Dataset excerpts
◇ ◇ ◇ ◇
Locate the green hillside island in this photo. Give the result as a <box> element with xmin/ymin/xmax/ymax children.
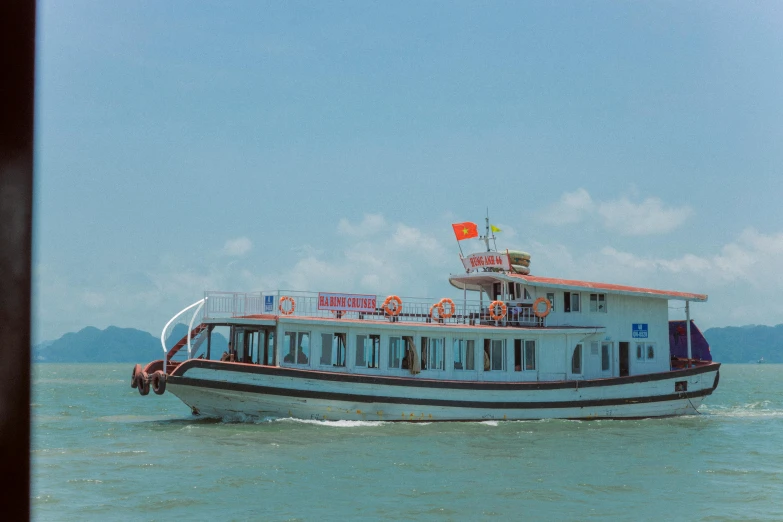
<box><xmin>32</xmin><ymin>323</ymin><xmax>781</xmax><ymax>363</ymax></box>
<box><xmin>33</xmin><ymin>324</ymin><xmax>228</xmax><ymax>363</ymax></box>
<box><xmin>703</xmin><ymin>324</ymin><xmax>783</xmax><ymax>363</ymax></box>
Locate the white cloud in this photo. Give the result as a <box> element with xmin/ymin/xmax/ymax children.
<box><xmin>337</xmin><ymin>213</ymin><xmax>387</xmax><ymax>237</ymax></box>
<box><xmin>541</xmin><ymin>189</ymin><xmax>692</xmax><ymax>235</ymax></box>
<box><xmin>540</xmin><ymin>188</ymin><xmax>594</xmax><ymax>225</ymax></box>
<box><xmin>597</xmin><ymin>197</ymin><xmax>693</xmax><ymax>235</ymax></box>
<box><xmin>531</xmin><ymin>228</ymin><xmax>783</xmax><ymax>328</ymax></box>
<box><xmin>222</xmin><ymin>237</ymin><xmax>252</xmax><ymax>256</ymax></box>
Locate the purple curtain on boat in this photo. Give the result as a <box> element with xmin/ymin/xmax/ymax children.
<box><xmin>669</xmin><ymin>320</ymin><xmax>712</xmax><ymax>361</ymax></box>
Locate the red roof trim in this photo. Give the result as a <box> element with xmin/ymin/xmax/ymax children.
<box><xmin>507</xmin><ymin>273</ymin><xmax>707</xmax><ymax>301</ymax></box>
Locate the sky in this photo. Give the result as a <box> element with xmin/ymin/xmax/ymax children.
<box><xmin>33</xmin><ymin>1</ymin><xmax>783</xmax><ymax>342</ymax></box>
◇ ◇ ◇ ◇
What the task requires => After locating the line with "Locate the white" in the records above, please set down that line and all later ones exactly, and no other line.

Answer below =>
Locate the white cloud in this photo. Give the result as a <box> element with xmin/ymin/xmax/ymax children.
<box><xmin>337</xmin><ymin>213</ymin><xmax>387</xmax><ymax>237</ymax></box>
<box><xmin>541</xmin><ymin>189</ymin><xmax>692</xmax><ymax>235</ymax></box>
<box><xmin>540</xmin><ymin>188</ymin><xmax>594</xmax><ymax>225</ymax></box>
<box><xmin>597</xmin><ymin>197</ymin><xmax>693</xmax><ymax>235</ymax></box>
<box><xmin>531</xmin><ymin>228</ymin><xmax>783</xmax><ymax>328</ymax></box>
<box><xmin>222</xmin><ymin>237</ymin><xmax>252</xmax><ymax>256</ymax></box>
Locate the purple curtain on boat in this photo. Give the result as a <box> element with xmin/ymin/xmax/ymax children.
<box><xmin>669</xmin><ymin>320</ymin><xmax>712</xmax><ymax>361</ymax></box>
Locate the red roof trim in this photo. Give the result as a <box> element with xmin/ymin/xmax/ymax children.
<box><xmin>507</xmin><ymin>273</ymin><xmax>707</xmax><ymax>301</ymax></box>
Locate the sky in this photo. Give the result as a <box> element with xmin/ymin/xmax/ymax children.
<box><xmin>33</xmin><ymin>1</ymin><xmax>783</xmax><ymax>342</ymax></box>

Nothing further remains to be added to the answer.